"""

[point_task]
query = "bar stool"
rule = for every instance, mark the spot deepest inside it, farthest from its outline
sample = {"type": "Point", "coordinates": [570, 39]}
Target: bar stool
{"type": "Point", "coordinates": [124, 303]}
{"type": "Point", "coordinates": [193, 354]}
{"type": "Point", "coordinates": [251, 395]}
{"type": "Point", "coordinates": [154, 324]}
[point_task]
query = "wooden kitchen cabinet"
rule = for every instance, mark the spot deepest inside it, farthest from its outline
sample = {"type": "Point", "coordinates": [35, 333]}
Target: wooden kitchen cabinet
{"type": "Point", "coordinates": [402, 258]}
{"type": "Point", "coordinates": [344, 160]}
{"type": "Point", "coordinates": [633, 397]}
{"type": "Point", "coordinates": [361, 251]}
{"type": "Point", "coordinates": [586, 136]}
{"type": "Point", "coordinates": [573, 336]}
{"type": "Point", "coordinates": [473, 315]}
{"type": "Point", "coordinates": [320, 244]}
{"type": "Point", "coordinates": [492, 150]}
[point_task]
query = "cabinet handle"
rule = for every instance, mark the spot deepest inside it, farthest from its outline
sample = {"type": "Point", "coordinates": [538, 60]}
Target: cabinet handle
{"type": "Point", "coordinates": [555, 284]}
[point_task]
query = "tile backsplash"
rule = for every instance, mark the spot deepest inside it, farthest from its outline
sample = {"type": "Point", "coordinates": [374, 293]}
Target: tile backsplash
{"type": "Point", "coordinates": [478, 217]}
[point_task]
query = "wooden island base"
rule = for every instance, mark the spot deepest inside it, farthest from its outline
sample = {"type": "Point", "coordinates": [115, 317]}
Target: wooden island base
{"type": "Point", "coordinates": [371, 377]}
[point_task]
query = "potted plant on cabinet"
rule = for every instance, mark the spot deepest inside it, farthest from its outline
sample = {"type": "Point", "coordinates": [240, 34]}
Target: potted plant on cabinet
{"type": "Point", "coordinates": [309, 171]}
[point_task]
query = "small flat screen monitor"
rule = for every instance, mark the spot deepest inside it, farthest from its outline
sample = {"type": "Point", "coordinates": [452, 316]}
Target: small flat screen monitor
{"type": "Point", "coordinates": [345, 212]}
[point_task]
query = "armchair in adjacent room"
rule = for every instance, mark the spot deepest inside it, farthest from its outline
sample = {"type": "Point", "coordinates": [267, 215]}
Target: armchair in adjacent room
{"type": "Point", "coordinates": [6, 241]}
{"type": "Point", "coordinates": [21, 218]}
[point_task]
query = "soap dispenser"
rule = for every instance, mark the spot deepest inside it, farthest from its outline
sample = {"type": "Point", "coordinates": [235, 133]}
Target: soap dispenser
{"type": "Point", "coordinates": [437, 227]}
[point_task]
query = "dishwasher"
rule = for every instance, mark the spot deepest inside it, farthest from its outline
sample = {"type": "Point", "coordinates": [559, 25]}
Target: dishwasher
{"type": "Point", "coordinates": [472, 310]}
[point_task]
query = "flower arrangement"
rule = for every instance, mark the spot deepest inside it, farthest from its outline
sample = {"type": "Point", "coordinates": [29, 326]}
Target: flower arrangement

"""

Action item:
From the records, copy every line that has the string "query" in it.

Exercise response:
query = "bar stool"
query = "wooden kitchen cabinet"
query = "cabinet handle"
query = "tile backsplash"
query = "wooden island base"
query = "potted plant on cabinet"
query = "small flat screen monitor"
query = "armchair in adjacent room"
query = "soap dispenser"
query = "dishwasher"
query = "flower arrangement"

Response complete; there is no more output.